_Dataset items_
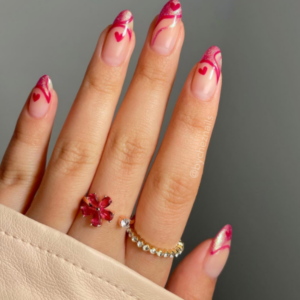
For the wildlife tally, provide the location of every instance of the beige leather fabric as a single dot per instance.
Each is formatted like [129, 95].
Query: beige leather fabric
[38, 262]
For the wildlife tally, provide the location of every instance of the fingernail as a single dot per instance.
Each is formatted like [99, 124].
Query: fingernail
[118, 39]
[40, 97]
[219, 251]
[166, 30]
[207, 74]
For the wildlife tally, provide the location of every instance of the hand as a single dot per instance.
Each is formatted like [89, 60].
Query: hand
[111, 158]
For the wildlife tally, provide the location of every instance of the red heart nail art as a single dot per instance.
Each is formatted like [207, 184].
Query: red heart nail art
[174, 6]
[119, 37]
[36, 97]
[228, 234]
[203, 71]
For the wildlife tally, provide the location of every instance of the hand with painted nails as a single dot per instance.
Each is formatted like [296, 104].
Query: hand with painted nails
[98, 166]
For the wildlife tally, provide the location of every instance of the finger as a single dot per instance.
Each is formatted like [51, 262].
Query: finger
[23, 164]
[134, 133]
[172, 184]
[80, 144]
[196, 276]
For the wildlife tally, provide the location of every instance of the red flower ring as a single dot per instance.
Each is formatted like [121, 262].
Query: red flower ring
[93, 207]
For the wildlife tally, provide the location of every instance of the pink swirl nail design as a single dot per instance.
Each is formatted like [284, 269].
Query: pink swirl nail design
[43, 85]
[222, 240]
[172, 10]
[210, 58]
[123, 20]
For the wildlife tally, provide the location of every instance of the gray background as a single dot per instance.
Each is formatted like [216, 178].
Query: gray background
[252, 172]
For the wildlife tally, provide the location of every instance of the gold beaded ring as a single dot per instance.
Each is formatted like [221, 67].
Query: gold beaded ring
[142, 244]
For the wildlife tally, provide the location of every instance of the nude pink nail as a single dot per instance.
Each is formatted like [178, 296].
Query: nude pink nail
[166, 30]
[40, 97]
[219, 251]
[117, 42]
[207, 74]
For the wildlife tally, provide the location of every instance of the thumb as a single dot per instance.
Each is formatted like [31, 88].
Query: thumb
[196, 276]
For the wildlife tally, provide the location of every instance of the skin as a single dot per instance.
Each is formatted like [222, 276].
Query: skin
[115, 157]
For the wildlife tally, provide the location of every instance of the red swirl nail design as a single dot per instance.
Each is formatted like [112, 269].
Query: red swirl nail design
[43, 85]
[123, 20]
[210, 58]
[222, 240]
[172, 10]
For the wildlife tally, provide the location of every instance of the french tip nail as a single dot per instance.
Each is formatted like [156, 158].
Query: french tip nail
[50, 83]
[125, 17]
[222, 239]
[219, 252]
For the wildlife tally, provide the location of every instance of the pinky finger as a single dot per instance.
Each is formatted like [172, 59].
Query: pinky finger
[196, 276]
[23, 164]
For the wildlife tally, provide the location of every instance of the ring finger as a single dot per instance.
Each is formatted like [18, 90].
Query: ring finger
[172, 184]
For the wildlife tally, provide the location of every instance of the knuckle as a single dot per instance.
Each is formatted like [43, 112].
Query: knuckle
[130, 151]
[11, 174]
[32, 138]
[153, 75]
[72, 157]
[191, 121]
[100, 84]
[173, 189]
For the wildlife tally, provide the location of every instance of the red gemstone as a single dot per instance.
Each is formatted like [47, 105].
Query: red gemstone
[97, 209]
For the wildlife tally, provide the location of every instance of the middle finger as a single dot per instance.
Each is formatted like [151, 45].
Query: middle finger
[134, 134]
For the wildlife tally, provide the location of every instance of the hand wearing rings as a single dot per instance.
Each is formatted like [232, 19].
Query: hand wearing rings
[97, 154]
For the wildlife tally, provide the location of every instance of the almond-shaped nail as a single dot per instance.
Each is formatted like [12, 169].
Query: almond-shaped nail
[207, 74]
[219, 251]
[166, 29]
[40, 98]
[116, 46]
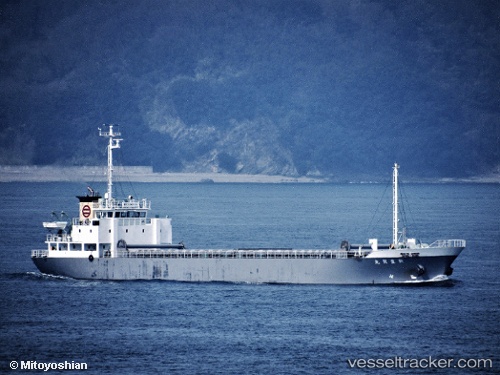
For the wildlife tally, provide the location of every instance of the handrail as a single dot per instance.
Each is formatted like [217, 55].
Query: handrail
[241, 254]
[448, 243]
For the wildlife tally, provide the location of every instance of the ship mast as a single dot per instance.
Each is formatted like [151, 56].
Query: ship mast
[395, 207]
[113, 143]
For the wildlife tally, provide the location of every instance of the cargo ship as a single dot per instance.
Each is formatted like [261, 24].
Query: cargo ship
[117, 239]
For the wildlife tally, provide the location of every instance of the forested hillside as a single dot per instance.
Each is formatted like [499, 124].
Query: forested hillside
[313, 87]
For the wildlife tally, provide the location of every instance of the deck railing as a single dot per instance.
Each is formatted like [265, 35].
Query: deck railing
[241, 254]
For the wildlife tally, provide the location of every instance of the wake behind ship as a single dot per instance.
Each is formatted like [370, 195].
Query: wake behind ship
[116, 239]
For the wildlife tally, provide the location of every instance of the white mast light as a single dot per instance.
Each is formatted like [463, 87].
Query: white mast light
[395, 208]
[113, 143]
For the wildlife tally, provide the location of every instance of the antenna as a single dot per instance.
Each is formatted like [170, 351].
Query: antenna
[113, 143]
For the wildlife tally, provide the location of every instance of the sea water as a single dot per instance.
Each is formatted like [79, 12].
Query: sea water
[144, 327]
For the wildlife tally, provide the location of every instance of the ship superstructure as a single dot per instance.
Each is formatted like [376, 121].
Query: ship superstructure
[117, 240]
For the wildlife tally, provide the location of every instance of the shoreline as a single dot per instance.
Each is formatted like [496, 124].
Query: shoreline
[46, 173]
[134, 174]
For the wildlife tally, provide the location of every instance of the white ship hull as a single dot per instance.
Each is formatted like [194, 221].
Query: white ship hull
[383, 267]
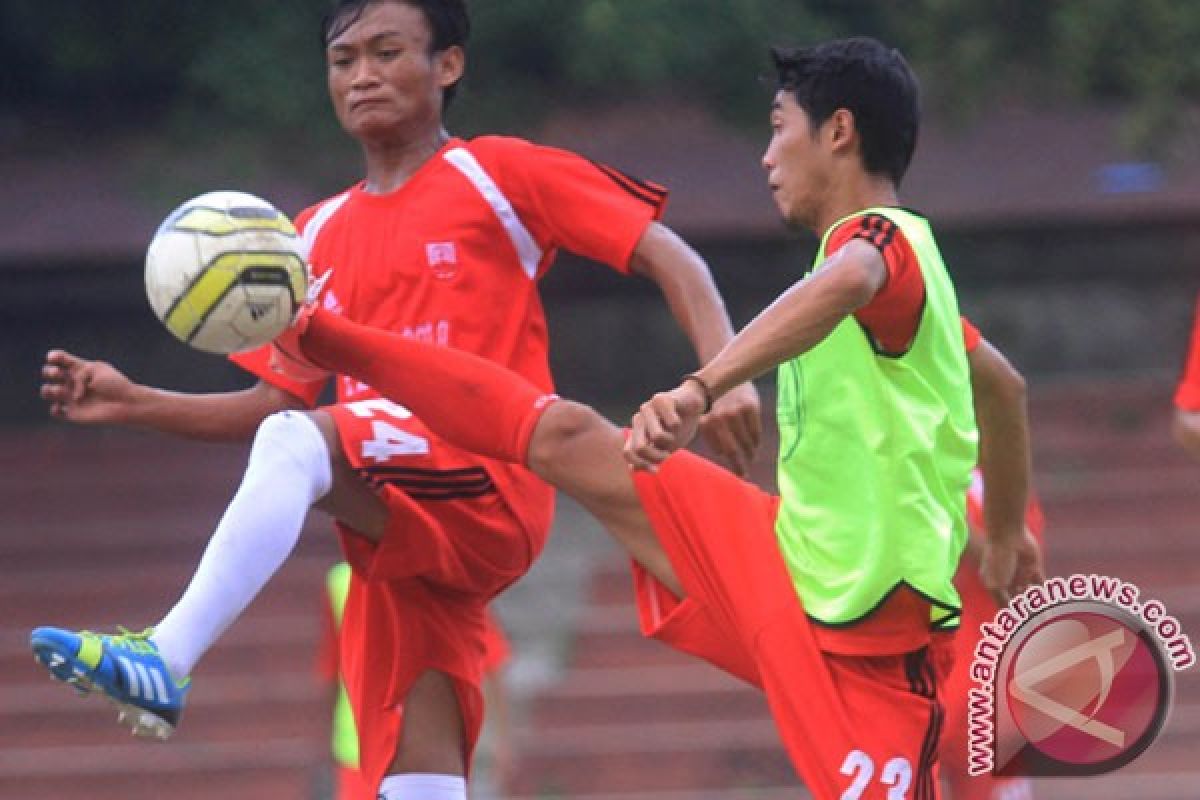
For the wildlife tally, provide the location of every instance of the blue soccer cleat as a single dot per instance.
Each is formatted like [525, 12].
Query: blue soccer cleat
[126, 667]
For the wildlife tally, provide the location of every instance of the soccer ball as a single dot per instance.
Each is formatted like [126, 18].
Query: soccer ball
[226, 272]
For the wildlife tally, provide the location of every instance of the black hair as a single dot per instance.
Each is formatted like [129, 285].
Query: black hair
[449, 25]
[870, 80]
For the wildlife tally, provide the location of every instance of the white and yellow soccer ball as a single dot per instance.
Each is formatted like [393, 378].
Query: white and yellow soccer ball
[226, 272]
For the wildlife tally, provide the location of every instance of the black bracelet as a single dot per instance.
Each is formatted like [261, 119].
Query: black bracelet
[703, 388]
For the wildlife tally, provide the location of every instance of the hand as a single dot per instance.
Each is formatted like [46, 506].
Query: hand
[665, 423]
[85, 391]
[733, 428]
[1011, 564]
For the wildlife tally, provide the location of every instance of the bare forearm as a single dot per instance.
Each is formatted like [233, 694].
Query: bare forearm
[227, 416]
[798, 320]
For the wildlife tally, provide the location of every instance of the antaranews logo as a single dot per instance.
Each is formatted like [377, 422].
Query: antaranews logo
[1075, 677]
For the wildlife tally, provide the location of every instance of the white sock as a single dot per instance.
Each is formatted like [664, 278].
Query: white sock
[420, 786]
[288, 471]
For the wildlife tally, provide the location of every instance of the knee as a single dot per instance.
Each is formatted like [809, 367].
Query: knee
[561, 431]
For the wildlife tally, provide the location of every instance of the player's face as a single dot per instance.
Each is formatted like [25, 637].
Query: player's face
[796, 162]
[383, 80]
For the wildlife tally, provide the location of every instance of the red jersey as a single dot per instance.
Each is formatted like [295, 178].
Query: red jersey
[454, 256]
[1187, 395]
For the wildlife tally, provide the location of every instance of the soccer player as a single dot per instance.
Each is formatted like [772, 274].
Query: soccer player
[834, 597]
[443, 241]
[1186, 425]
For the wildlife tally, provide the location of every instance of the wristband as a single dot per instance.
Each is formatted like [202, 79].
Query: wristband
[703, 388]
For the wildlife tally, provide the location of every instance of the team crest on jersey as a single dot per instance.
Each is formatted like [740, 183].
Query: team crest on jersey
[443, 259]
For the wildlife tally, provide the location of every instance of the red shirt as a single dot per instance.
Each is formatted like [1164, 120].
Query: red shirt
[1187, 395]
[454, 256]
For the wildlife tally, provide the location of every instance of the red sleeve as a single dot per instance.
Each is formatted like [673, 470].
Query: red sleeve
[891, 318]
[971, 336]
[1187, 395]
[327, 650]
[569, 202]
[257, 362]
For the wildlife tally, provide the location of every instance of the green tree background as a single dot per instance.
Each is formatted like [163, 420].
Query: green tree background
[238, 71]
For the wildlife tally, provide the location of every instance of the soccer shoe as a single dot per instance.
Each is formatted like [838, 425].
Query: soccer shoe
[287, 355]
[126, 667]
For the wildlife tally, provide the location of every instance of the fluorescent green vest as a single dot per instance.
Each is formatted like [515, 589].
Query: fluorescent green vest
[346, 734]
[875, 456]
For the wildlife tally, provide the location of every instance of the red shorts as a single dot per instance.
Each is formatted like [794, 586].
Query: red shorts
[853, 726]
[461, 529]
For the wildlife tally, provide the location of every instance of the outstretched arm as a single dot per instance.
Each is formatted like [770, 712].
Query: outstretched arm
[1011, 560]
[733, 426]
[799, 319]
[95, 392]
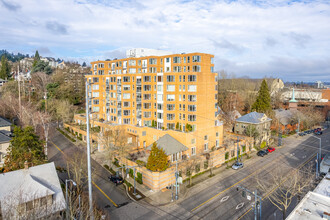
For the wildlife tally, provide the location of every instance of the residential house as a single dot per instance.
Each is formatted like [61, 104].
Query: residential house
[259, 121]
[31, 193]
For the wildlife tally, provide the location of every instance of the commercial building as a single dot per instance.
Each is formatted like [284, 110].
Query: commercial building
[153, 93]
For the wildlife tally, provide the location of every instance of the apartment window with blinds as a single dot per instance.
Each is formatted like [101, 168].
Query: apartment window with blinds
[170, 107]
[191, 78]
[170, 88]
[147, 79]
[170, 97]
[152, 61]
[192, 98]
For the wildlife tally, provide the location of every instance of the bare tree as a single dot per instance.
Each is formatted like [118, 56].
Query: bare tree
[284, 186]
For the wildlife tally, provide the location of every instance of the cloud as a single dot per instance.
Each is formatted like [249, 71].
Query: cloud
[10, 5]
[56, 27]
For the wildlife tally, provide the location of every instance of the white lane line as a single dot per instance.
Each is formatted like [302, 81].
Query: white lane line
[224, 199]
[240, 205]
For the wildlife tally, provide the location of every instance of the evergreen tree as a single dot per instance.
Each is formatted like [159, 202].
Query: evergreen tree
[263, 102]
[36, 59]
[157, 160]
[5, 68]
[25, 146]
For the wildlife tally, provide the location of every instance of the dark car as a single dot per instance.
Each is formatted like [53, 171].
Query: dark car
[262, 153]
[116, 179]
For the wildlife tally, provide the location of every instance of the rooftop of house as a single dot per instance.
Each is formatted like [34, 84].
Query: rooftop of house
[4, 122]
[28, 184]
[253, 118]
[169, 144]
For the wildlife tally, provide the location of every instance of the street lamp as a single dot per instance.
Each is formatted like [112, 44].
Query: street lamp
[66, 195]
[319, 155]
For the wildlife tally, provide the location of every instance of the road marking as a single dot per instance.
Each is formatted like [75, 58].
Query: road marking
[231, 186]
[92, 181]
[240, 205]
[265, 197]
[224, 199]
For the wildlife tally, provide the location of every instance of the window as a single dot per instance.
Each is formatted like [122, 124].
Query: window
[206, 146]
[95, 87]
[152, 61]
[191, 117]
[126, 95]
[170, 116]
[126, 79]
[147, 79]
[170, 97]
[193, 151]
[192, 88]
[170, 78]
[126, 87]
[192, 108]
[191, 78]
[196, 58]
[170, 107]
[192, 98]
[176, 59]
[196, 68]
[171, 88]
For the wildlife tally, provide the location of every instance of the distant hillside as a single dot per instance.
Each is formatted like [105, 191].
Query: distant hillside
[13, 57]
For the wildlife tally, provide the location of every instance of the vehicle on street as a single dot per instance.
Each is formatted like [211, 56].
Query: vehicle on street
[116, 179]
[237, 165]
[271, 149]
[262, 153]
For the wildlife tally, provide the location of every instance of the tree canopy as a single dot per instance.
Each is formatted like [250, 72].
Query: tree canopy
[5, 68]
[263, 101]
[157, 160]
[25, 146]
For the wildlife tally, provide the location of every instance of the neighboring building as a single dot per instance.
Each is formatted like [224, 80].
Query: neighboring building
[31, 193]
[176, 93]
[258, 120]
[315, 205]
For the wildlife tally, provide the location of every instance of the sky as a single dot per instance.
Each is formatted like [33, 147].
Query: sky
[252, 38]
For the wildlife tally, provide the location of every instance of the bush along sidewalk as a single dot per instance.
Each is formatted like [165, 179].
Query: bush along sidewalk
[66, 135]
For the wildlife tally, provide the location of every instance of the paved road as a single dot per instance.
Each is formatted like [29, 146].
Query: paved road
[106, 195]
[222, 201]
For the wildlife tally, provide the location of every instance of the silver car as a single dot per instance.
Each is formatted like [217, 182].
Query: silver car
[237, 165]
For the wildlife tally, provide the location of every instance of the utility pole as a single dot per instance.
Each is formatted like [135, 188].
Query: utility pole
[257, 201]
[89, 155]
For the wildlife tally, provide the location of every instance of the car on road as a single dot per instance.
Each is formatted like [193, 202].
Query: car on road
[262, 153]
[271, 149]
[116, 179]
[237, 165]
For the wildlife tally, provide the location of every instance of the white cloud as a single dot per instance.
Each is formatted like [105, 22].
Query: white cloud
[254, 38]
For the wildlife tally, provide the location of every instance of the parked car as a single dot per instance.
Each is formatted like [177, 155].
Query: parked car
[262, 153]
[237, 165]
[116, 179]
[271, 149]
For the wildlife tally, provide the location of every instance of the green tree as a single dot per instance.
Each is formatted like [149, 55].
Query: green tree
[5, 68]
[157, 160]
[25, 146]
[36, 59]
[263, 101]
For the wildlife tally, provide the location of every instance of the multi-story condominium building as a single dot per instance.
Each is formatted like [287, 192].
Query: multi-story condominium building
[154, 93]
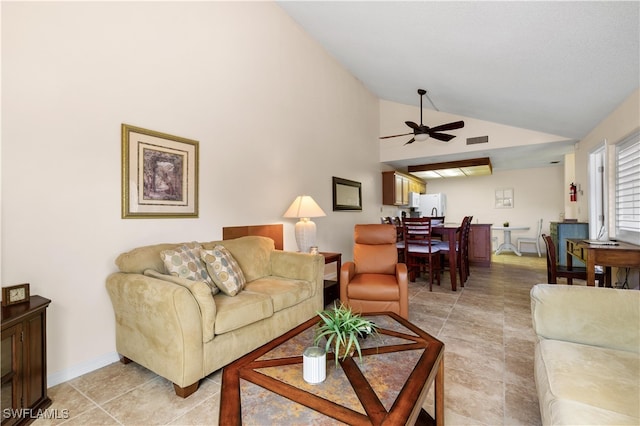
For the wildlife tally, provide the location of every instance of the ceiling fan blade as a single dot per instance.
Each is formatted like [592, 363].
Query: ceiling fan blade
[441, 136]
[394, 136]
[448, 126]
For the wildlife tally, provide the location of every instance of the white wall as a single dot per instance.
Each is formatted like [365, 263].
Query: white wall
[274, 114]
[537, 194]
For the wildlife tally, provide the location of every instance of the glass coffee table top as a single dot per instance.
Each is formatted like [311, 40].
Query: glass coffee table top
[388, 385]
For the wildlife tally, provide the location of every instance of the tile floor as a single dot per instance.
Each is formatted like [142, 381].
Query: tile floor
[486, 328]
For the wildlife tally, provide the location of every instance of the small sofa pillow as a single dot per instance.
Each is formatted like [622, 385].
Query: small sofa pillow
[224, 270]
[185, 262]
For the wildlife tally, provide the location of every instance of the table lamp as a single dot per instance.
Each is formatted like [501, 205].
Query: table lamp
[304, 207]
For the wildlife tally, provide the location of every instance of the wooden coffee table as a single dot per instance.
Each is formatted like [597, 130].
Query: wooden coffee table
[388, 387]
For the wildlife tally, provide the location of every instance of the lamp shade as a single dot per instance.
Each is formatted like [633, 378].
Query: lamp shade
[304, 206]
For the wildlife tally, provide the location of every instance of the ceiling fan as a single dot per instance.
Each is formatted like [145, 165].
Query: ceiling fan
[422, 132]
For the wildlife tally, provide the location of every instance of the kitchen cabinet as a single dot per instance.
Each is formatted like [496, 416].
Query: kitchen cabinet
[396, 187]
[24, 361]
[480, 244]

_What to produce_
Repeat, with no changes, each line from the one with "wall as a single dot per instance." to the end of the listing, including both ends and nothing else.

_Solution to this exercise_
For the wildlife tally, provide the location of every instance of the white wall as a single dot per instance.
Each is formatted like [365, 263].
Query: white wall
[274, 114]
[537, 194]
For the wildlife tally, provide the location of every instance of the glass coffee table top as a single dot per instance.
Each is formatted like [311, 40].
Query: glass coffee table top
[388, 385]
For the wildlife tally, provide the location of every instance of the tile floor as a single dot per instance.
Each is formatted like [142, 381].
Query: tile floor
[486, 328]
For the wildlife tally, provide the location of every instance of the small sofa pillow as a single dot per instance.
Each is formatted like [622, 385].
Query: small sofa pillow
[224, 270]
[185, 262]
For the wildlife tally, provide the location of every instance of the table lamp as a single dot per instance.
Each is formatted like [501, 205].
Query: table lamp
[304, 207]
For the wildlife tally, provide the location of every instance of the wooden coffee table as a single dot per instance.
Each is formatted like [597, 130].
Query: wooden coffee table
[388, 387]
For the wildlife tally, provide the location of every instance of the lamp shade as a single dot per instance.
Each is formatted like [633, 378].
Query: lamp shade
[304, 206]
For the wildlife tally, provide the location of every instance of the ceiling fan as a single dot per instance.
Each is formatted like [145, 165].
Query: ceiling fan
[422, 132]
For the wildlife tally, provide the location of every instance of the kitchen cabinet as a single dot per instance.
Each is formatted like [496, 416].
Query: kitchen cabinet
[396, 187]
[24, 361]
[480, 244]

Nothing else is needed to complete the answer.